[start Data to use]

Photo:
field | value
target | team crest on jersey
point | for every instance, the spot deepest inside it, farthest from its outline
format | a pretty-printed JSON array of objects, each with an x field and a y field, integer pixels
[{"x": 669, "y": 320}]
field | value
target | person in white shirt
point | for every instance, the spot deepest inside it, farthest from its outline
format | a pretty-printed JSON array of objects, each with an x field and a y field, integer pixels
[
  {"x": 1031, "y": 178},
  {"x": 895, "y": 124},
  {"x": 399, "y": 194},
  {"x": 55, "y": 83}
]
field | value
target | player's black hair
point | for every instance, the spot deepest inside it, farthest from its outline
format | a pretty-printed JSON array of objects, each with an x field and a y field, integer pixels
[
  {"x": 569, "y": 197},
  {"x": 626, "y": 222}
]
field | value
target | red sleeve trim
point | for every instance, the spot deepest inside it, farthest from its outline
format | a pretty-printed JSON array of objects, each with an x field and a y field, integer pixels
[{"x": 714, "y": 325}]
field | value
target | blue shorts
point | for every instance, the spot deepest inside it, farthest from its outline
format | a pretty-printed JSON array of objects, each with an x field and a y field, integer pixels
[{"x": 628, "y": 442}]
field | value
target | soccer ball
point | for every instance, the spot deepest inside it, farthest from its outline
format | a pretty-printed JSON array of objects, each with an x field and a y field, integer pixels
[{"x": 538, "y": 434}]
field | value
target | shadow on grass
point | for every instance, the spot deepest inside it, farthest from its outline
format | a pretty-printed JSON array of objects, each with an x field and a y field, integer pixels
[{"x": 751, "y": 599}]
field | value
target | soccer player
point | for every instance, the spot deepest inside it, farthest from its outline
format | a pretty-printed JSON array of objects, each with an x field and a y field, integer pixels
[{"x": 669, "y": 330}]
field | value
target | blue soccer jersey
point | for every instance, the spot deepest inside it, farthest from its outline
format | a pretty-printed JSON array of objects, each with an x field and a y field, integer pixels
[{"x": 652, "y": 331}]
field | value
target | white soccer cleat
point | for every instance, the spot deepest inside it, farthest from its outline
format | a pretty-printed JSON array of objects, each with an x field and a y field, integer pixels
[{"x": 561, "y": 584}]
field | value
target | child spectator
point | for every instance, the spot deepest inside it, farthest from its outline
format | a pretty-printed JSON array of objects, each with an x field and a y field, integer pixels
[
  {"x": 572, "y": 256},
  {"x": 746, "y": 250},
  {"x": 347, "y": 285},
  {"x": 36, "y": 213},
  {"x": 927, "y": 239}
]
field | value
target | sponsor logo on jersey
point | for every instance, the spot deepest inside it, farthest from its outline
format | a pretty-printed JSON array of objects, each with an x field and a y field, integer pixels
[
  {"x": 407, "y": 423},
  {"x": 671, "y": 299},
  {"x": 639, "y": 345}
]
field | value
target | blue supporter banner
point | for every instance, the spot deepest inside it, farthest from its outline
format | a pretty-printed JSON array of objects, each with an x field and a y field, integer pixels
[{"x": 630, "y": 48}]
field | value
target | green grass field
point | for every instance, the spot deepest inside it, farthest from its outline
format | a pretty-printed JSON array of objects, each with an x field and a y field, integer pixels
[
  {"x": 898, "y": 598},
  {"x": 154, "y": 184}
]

[end Data to use]
[start Data to use]

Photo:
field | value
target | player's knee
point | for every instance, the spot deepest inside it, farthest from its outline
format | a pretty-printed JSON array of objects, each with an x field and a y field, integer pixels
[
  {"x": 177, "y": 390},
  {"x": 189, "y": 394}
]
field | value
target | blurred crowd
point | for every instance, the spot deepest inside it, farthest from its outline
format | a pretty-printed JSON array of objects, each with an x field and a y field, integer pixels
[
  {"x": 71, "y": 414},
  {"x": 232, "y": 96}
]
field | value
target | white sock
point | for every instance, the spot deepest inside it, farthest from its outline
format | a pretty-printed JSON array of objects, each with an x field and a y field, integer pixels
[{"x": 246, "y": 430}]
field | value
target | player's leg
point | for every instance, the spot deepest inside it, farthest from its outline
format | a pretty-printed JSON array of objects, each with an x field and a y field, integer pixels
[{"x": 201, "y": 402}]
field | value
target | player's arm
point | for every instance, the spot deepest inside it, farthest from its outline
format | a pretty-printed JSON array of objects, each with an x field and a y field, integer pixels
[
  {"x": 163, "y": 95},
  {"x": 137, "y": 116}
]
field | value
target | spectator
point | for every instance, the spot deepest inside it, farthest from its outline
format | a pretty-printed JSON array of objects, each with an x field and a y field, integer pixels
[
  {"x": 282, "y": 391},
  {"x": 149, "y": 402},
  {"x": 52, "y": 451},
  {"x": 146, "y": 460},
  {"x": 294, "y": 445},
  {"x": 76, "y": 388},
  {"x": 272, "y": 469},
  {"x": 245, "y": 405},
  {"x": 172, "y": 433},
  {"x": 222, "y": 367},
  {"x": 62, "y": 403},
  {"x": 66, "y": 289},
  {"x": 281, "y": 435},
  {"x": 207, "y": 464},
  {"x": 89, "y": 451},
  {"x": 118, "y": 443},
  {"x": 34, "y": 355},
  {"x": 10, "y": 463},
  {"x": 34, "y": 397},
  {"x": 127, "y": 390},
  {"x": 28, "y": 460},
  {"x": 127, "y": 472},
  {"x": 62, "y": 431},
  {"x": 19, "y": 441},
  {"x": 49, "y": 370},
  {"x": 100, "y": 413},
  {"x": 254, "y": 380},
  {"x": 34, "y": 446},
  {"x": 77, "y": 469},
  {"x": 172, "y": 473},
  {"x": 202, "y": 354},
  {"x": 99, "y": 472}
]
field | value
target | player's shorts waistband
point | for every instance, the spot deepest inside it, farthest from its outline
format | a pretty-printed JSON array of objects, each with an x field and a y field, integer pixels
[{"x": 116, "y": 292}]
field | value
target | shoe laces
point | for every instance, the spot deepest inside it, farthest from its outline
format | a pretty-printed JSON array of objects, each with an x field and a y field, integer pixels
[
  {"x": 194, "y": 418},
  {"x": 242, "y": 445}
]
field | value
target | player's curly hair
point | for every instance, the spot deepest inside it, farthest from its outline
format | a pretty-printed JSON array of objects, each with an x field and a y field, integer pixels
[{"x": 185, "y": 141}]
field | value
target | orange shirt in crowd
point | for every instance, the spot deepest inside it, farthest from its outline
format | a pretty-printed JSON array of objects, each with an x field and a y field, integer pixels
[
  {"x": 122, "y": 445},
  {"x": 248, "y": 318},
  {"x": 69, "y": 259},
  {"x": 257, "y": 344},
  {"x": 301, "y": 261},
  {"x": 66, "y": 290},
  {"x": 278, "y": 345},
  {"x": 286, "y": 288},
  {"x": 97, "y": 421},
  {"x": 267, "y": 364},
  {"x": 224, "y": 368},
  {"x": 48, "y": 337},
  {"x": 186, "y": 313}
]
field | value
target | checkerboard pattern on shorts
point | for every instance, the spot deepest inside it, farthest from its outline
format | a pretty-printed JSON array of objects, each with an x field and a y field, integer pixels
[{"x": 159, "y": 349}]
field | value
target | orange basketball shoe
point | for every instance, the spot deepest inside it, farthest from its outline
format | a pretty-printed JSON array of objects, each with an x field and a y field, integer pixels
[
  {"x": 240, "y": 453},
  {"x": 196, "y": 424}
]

[end Data to use]
[start Data to use]

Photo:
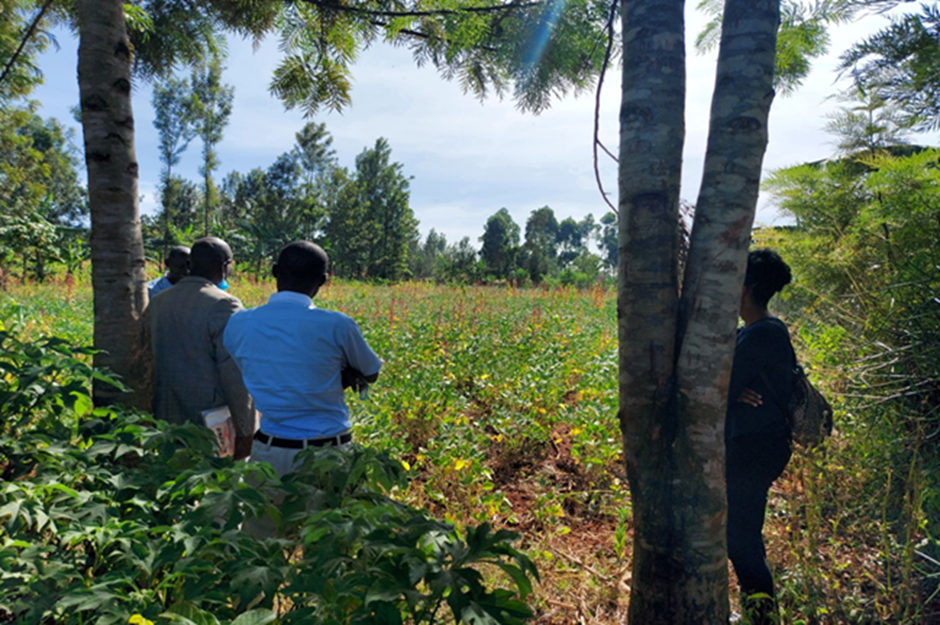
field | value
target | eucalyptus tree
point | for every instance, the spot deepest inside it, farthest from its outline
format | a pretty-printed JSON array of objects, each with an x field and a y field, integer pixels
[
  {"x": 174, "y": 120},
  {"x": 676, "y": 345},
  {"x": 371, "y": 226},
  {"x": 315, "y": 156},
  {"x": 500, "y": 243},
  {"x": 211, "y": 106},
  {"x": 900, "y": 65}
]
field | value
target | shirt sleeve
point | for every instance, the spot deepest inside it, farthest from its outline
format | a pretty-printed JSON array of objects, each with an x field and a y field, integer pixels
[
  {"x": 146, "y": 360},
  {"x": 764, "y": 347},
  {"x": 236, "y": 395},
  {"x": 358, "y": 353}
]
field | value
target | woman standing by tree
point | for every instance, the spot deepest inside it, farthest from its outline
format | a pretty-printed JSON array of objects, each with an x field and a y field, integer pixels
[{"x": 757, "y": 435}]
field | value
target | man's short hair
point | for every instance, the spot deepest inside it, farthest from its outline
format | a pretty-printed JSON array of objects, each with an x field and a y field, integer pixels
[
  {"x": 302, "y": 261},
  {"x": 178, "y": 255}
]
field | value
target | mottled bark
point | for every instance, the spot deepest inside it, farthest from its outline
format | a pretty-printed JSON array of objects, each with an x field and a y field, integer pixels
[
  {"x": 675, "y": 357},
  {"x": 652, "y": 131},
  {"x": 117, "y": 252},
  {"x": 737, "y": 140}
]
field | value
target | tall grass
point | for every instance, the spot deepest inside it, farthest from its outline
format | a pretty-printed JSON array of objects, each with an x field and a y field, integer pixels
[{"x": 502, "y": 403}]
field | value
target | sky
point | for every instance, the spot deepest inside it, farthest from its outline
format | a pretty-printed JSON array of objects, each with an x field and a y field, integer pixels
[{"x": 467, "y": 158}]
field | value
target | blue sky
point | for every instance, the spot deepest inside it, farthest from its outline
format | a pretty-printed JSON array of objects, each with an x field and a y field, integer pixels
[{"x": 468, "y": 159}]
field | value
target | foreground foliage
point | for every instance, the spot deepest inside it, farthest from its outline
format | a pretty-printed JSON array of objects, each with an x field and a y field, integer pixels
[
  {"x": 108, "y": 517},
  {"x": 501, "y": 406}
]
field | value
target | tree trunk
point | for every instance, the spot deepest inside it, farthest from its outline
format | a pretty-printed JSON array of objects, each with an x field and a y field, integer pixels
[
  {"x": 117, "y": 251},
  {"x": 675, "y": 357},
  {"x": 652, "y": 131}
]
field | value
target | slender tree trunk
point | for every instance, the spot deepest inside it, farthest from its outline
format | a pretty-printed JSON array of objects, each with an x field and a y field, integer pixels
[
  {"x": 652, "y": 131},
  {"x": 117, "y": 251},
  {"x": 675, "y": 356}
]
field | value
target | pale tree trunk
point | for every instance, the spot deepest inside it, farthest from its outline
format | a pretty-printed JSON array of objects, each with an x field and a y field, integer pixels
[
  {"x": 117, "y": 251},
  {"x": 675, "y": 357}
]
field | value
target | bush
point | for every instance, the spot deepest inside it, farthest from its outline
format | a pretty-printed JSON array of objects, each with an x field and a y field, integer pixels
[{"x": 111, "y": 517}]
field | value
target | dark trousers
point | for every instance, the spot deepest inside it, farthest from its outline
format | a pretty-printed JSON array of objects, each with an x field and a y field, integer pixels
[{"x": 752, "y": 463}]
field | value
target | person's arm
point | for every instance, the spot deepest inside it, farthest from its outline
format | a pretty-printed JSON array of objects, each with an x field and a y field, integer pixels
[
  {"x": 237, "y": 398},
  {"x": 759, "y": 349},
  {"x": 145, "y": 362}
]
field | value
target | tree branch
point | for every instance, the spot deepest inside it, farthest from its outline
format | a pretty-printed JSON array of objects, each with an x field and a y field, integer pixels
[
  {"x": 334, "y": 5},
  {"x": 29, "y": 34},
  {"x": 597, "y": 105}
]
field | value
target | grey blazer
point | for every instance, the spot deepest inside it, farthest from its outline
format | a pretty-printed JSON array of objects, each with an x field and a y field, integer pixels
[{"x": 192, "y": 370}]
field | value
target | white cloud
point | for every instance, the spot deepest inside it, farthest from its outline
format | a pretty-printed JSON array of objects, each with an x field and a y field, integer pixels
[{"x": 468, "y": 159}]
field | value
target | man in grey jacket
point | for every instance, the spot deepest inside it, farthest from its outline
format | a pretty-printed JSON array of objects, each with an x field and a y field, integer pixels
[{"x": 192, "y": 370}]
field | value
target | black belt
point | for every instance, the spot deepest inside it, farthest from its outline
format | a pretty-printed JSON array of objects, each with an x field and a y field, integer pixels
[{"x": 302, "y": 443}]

[end Data to use]

Pull out every line in the material above that contains the string "blue" and list those lines as they appear.

Solution to this problem –
target | blue shorts
target | blue soccer jersey
target | blue supporter banner
target | blue sky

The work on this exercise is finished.